BEGIN LISTED ENTRIES

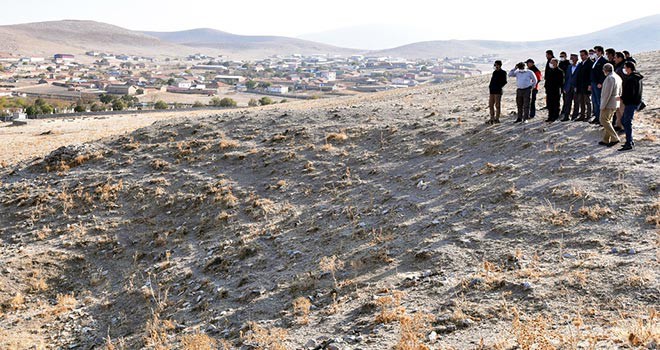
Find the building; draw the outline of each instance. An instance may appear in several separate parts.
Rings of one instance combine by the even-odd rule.
[[[137,88],[133,85],[108,85],[105,92],[111,95],[135,95]]]

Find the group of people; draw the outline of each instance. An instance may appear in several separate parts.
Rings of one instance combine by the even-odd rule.
[[[526,123],[536,116],[539,83],[545,79],[546,122],[573,120],[600,125],[605,131],[599,144],[606,147],[620,143],[619,132],[622,132],[626,141],[620,151],[632,150],[635,145],[633,117],[645,105],[642,101],[644,77],[637,71],[637,62],[630,53],[595,46],[570,56],[562,51],[559,59],[548,50],[546,58],[544,74],[531,58],[519,62],[508,73],[502,69],[502,61],[495,61],[489,85],[490,120],[487,123],[500,123],[507,77],[516,78],[516,123]]]

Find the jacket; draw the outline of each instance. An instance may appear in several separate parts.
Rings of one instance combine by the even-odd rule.
[[[534,90],[538,90],[539,83],[541,82],[541,79],[543,79],[543,76],[541,75],[541,71],[538,68],[536,68],[536,66],[532,66],[532,68],[530,68],[529,70],[534,72],[534,75],[536,75],[536,86],[534,86]]]
[[[591,95],[589,87],[591,86],[591,67],[594,63],[591,60],[578,63],[578,77],[577,77],[577,93],[583,95]]]
[[[607,63],[605,57],[596,59],[596,62],[591,68],[591,83],[594,85],[602,84],[605,81],[605,73],[603,73],[603,66]]]
[[[638,106],[642,103],[642,79],[644,79],[644,76],[638,72],[633,72],[623,78],[621,101],[624,105]]]
[[[621,78],[612,72],[603,81],[603,89],[600,95],[600,109],[619,108],[619,97],[622,90]]]
[[[545,91],[558,94],[564,86],[564,72],[559,68],[550,68],[545,72]]]
[[[577,88],[577,77],[580,74],[580,64],[578,63],[575,66],[575,71],[573,71],[573,65],[569,64],[564,71],[564,91],[571,91]]]
[[[527,89],[537,85],[538,80],[536,74],[529,69],[519,70],[517,68],[512,69],[509,72],[510,77],[516,77],[516,85],[518,89]]]
[[[490,84],[488,85],[490,93],[493,95],[501,95],[504,85],[506,85],[506,71],[503,69],[493,71],[493,76],[490,78]]]

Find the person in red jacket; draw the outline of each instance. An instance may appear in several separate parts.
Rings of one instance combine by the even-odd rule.
[[[528,59],[525,61],[527,63],[527,68],[536,75],[536,86],[532,89],[532,100],[529,103],[529,119],[532,119],[536,116],[536,95],[539,92],[539,82],[541,79],[543,79],[543,75],[541,74],[541,71],[536,68],[534,65],[534,60],[533,59]]]

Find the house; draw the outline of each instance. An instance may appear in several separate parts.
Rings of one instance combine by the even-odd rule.
[[[271,94],[283,95],[289,92],[289,88],[284,85],[271,85],[266,88],[266,92]]]
[[[111,95],[135,95],[137,88],[133,85],[108,85],[105,92]]]

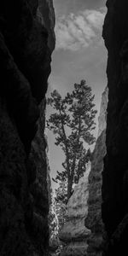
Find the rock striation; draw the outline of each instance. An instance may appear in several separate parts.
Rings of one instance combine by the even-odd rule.
[[[128,2],[108,0],[103,38],[108,52],[107,154],[102,173],[105,255],[127,255],[128,237]]]
[[[98,118],[98,138],[91,157],[91,170],[89,175],[89,211],[85,226],[91,230],[88,239],[88,255],[102,255],[104,246],[104,226],[102,220],[102,183],[103,158],[106,154],[106,124],[108,90],[106,87],[102,96]]]
[[[66,243],[61,256],[86,255],[86,238],[90,230],[84,226],[84,218],[88,214],[88,176],[90,170],[89,165],[84,177],[74,187],[74,191],[67,204],[67,219],[60,232],[59,238]]]
[[[41,101],[50,73],[55,15],[52,1],[42,2],[47,5],[47,11],[40,10],[44,24],[38,0],[0,3],[1,256],[48,255],[45,101]]]

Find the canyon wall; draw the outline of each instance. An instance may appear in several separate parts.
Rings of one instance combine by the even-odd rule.
[[[44,96],[54,26],[52,1],[0,3],[1,256],[48,255]]]
[[[106,87],[102,96],[98,118],[98,138],[91,157],[91,170],[89,175],[88,215],[85,226],[91,230],[88,239],[88,255],[102,255],[104,247],[104,226],[102,220],[102,172],[106,154],[106,124],[108,90]]]
[[[67,204],[67,218],[61,233],[60,240],[66,243],[61,256],[84,256],[86,255],[86,240],[90,230],[84,226],[84,218],[88,214],[88,177],[90,171],[90,163],[81,177],[79,184]]]
[[[105,255],[128,253],[128,1],[108,0],[103,38],[108,52],[107,154],[102,173]]]

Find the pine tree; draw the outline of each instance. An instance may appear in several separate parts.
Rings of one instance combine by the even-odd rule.
[[[77,183],[86,169],[90,151],[85,145],[95,142],[93,130],[96,128],[94,95],[85,80],[74,84],[72,93],[62,98],[57,90],[51,93],[47,102],[55,113],[47,120],[47,127],[55,136],[55,145],[65,154],[63,170],[57,171],[55,182],[64,181],[67,185],[67,201],[73,193],[73,184]]]

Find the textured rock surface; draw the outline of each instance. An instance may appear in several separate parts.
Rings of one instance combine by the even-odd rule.
[[[88,255],[102,255],[103,246],[103,224],[102,220],[102,172],[103,157],[106,154],[106,117],[108,105],[108,87],[102,93],[99,120],[98,138],[91,160],[91,170],[89,175],[89,212],[85,226],[90,229],[88,240]]]
[[[128,254],[128,1],[107,1],[103,38],[108,51],[107,155],[102,174],[105,255]]]
[[[67,245],[61,255],[85,255],[87,244],[86,238],[90,234],[84,226],[84,218],[88,214],[88,176],[90,166],[87,169],[84,177],[79,180],[74,188],[74,192],[68,201],[67,220],[64,224],[59,238]]]
[[[0,3],[2,256],[46,255],[48,249],[49,203],[45,141],[43,139],[44,119],[42,119],[44,108],[38,125],[36,122],[39,117],[38,104],[47,90],[55,37],[53,32],[49,36],[53,40],[49,49],[48,32],[37,16],[38,6],[37,0],[2,1]],[[41,15],[49,17],[51,9],[52,4],[47,13],[42,10]],[[49,18],[48,20],[49,24],[52,23]],[[53,27],[54,22],[49,26]],[[35,166],[32,157],[33,148],[28,155],[38,127],[42,130],[38,130],[34,141]],[[42,156],[38,155],[40,143]]]

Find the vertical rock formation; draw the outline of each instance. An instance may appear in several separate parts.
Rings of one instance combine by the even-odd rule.
[[[67,219],[64,224],[59,238],[67,246],[61,252],[61,256],[84,256],[86,255],[86,238],[90,230],[84,226],[84,218],[88,214],[88,176],[90,165],[74,188],[74,192],[69,199],[67,205]]]
[[[128,254],[128,1],[108,0],[103,38],[108,51],[107,155],[102,174],[105,255]]]
[[[37,15],[38,0],[0,3],[1,256],[48,255],[44,102],[38,125],[37,120],[47,90],[55,36],[52,1],[43,3],[48,7],[47,12],[40,10],[44,23]]]
[[[85,226],[91,230],[88,240],[88,255],[102,255],[103,246],[103,224],[102,220],[102,172],[103,157],[106,154],[106,116],[108,105],[108,87],[102,93],[99,120],[98,138],[91,159],[91,170],[89,175],[89,212]]]

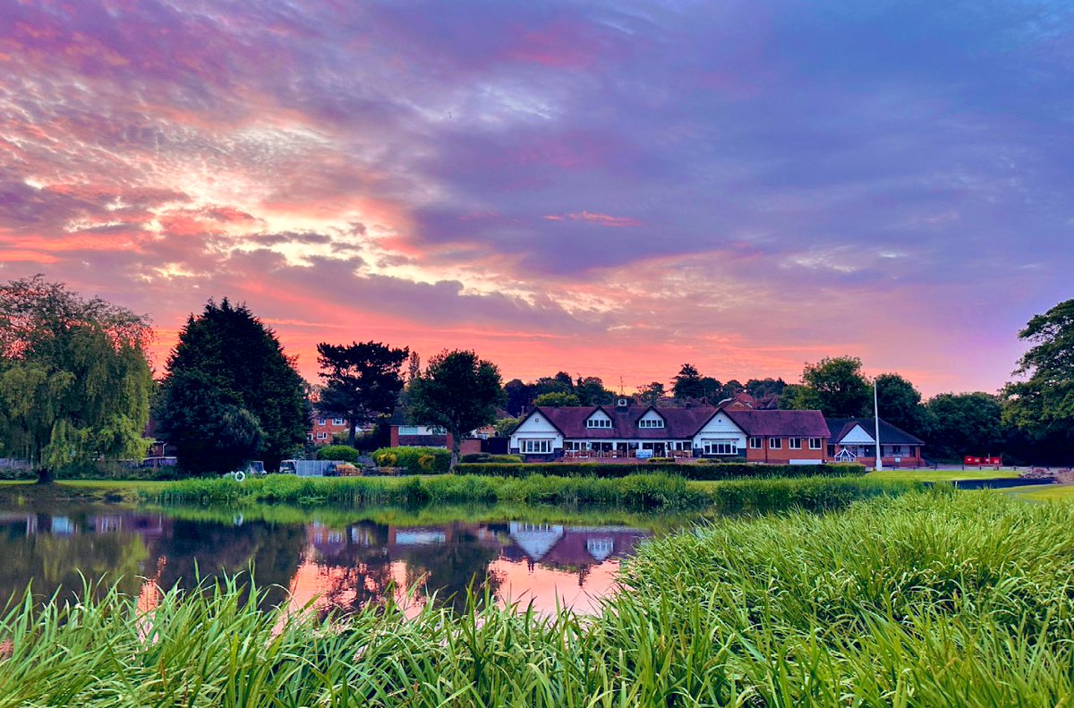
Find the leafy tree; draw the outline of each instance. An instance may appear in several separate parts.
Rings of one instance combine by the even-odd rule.
[[[705,396],[705,385],[701,373],[694,364],[683,364],[679,373],[671,379],[674,384],[671,393],[677,399],[700,399]]]
[[[606,389],[598,376],[579,376],[575,381],[575,395],[583,406],[601,406],[615,398],[614,391]]]
[[[499,370],[467,350],[441,351],[410,387],[410,416],[451,434],[451,467],[459,463],[463,435],[496,420],[505,399]]]
[[[555,376],[541,376],[533,385],[533,395],[536,398],[541,393],[574,393],[575,381],[570,374],[560,372]]]
[[[519,424],[518,418],[500,418],[494,424],[496,429],[496,437],[507,437],[514,430],[514,427]]]
[[[534,387],[522,382],[521,378],[512,378],[504,384],[504,394],[507,413],[512,416],[522,415],[522,410],[534,400]]]
[[[997,454],[1003,448],[1002,408],[988,393],[941,393],[927,404],[930,457],[959,460],[967,454]],[[881,408],[883,413],[883,408]]]
[[[44,276],[0,285],[0,451],[41,482],[101,458],[139,458],[153,375],[148,319]]]
[[[711,376],[701,377],[701,398],[709,403],[719,403],[723,390],[724,385],[720,382],[720,379]]]
[[[534,400],[534,405],[537,406],[552,406],[553,408],[562,408],[563,406],[580,406],[581,402],[578,396],[574,393],[541,393]]]
[[[921,405],[921,393],[899,374],[876,377],[876,402],[880,416],[908,433],[925,437],[928,432],[928,410]]]
[[[794,393],[794,407],[816,408],[826,416],[854,418],[872,411],[872,387],[857,357],[826,357],[806,364],[802,388]]]
[[[1074,458],[1074,300],[1035,315],[1018,333],[1033,346],[1003,390],[1004,420],[1027,434],[1049,462]]]
[[[245,305],[212,300],[168,358],[161,432],[187,472],[227,472],[263,456],[276,468],[309,430],[306,386],[275,333]]]
[[[317,345],[324,389],[318,409],[347,420],[347,444],[354,447],[359,425],[387,416],[403,390],[400,369],[409,350],[379,342]],[[419,365],[420,370],[420,365]]]
[[[406,362],[406,382],[409,384],[419,376],[421,376],[421,357],[417,351],[411,351]]]
[[[721,399],[734,399],[736,395],[745,390],[745,387],[738,381],[738,379],[731,379],[724,384],[724,388],[720,391]]]
[[[659,381],[647,384],[638,389],[638,396],[651,406],[658,406],[664,400],[664,385]]]

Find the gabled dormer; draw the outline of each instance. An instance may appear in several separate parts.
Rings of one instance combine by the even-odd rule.
[[[656,408],[650,406],[649,410],[638,418],[637,425],[640,430],[663,429],[667,428],[667,420],[664,419],[664,416]]]
[[[604,408],[597,408],[585,419],[586,430],[611,430],[612,425],[611,416]]]

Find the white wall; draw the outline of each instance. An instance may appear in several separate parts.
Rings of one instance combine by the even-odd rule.
[[[540,411],[526,418],[518,430],[511,433],[511,447],[521,447],[519,440],[526,438],[551,439],[552,449],[563,448],[563,435]]]
[[[746,434],[735,424],[727,414],[721,411],[712,417],[712,420],[705,424],[697,435],[694,436],[694,447],[701,447],[702,439],[711,440],[737,440],[740,450],[745,450]]]
[[[590,416],[589,418],[586,418],[586,420],[611,420],[611,416],[609,416],[608,414],[606,414],[604,410],[600,410],[599,408],[597,408],[595,411],[593,411],[592,416]],[[597,430],[600,430],[600,429],[597,429]]]
[[[851,432],[846,434],[846,437],[839,440],[840,445],[872,445],[876,440],[870,435],[861,425],[855,425],[851,429]],[[834,443],[834,440],[832,440]]]

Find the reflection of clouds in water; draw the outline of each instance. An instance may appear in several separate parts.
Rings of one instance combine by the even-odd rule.
[[[547,612],[558,603],[587,612],[614,592],[620,559],[649,535],[627,526],[523,521],[392,526],[244,520],[235,526],[226,516],[191,520],[77,506],[0,511],[0,552],[11,559],[0,567],[0,591],[6,599],[29,582],[38,594],[77,590],[82,569],[91,578],[122,576],[120,589],[148,611],[176,584],[190,588],[195,577],[252,566],[270,604],[287,598],[295,610],[309,604],[322,615],[392,601],[412,616],[431,596],[461,609],[468,589],[502,606],[532,604]],[[48,543],[40,543],[42,536]]]

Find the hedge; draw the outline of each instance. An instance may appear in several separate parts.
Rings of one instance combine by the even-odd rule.
[[[469,454],[464,454],[459,459],[460,462],[480,462],[480,463],[520,463],[522,458],[517,454],[492,454],[489,452],[470,452]]]
[[[408,475],[442,475],[451,468],[451,451],[439,447],[382,447],[373,453],[379,467],[402,467]]]
[[[647,463],[601,464],[599,462],[528,462],[522,464],[462,463],[459,475],[493,477],[626,477],[639,473],[668,473],[686,479],[745,479],[769,477],[854,477],[866,474],[862,464],[758,464],[731,463]]]
[[[325,445],[317,448],[318,460],[342,460],[343,462],[358,462],[360,452],[349,445]]]

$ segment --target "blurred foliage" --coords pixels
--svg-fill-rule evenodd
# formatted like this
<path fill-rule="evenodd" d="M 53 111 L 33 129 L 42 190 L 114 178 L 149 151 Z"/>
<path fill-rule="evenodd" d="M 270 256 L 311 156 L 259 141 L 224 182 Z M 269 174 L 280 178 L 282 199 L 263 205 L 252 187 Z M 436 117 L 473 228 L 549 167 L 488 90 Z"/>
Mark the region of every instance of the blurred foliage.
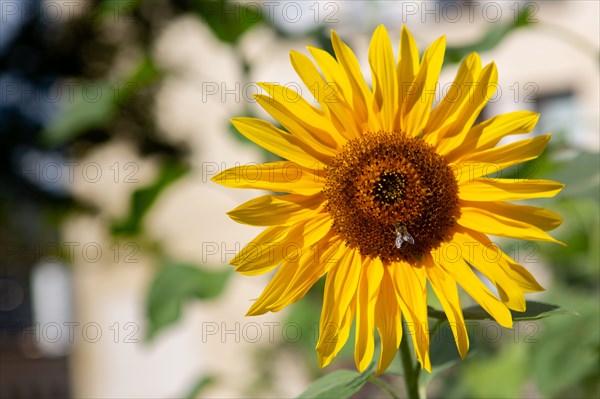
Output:
<path fill-rule="evenodd" d="M 338 370 L 314 381 L 298 399 L 349 398 L 358 392 L 375 371 L 375 363 L 364 372 Z"/>
<path fill-rule="evenodd" d="M 530 9 L 530 7 L 524 7 L 512 22 L 494 25 L 478 41 L 464 46 L 448 46 L 446 48 L 444 64 L 460 62 L 473 51 L 483 53 L 494 49 L 494 47 L 499 45 L 505 37 L 516 29 L 532 25 L 534 23 L 534 20 L 531 18 L 533 11 L 534 9 Z"/>
<path fill-rule="evenodd" d="M 146 336 L 151 339 L 179 320 L 185 301 L 219 296 L 229 275 L 229 269 L 209 271 L 195 265 L 167 262 L 158 271 L 148 292 Z"/>
<path fill-rule="evenodd" d="M 131 211 L 126 219 L 112 226 L 113 234 L 135 235 L 141 233 L 142 218 L 150 209 L 161 192 L 186 173 L 186 167 L 177 161 L 163 163 L 156 180 L 143 188 L 134 191 L 131 196 Z"/>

END LISTED ENTRIES

AIM
Rewrite the listing from its beginning through the line containing "[[[137,88],[133,85],[108,85],[105,92],[111,95],[135,95]]]", replacing "building" with "house" and leaving everything else unchanged. Leave the picture out of the answer.

COMPLETE ANSWER
Find the house; draw the outline of each instance. An instance may appear in several separate parts.
Rings of one instance combine by the even-odd rule.
[[[137,88],[133,85],[108,85],[105,92],[111,95],[135,95]]]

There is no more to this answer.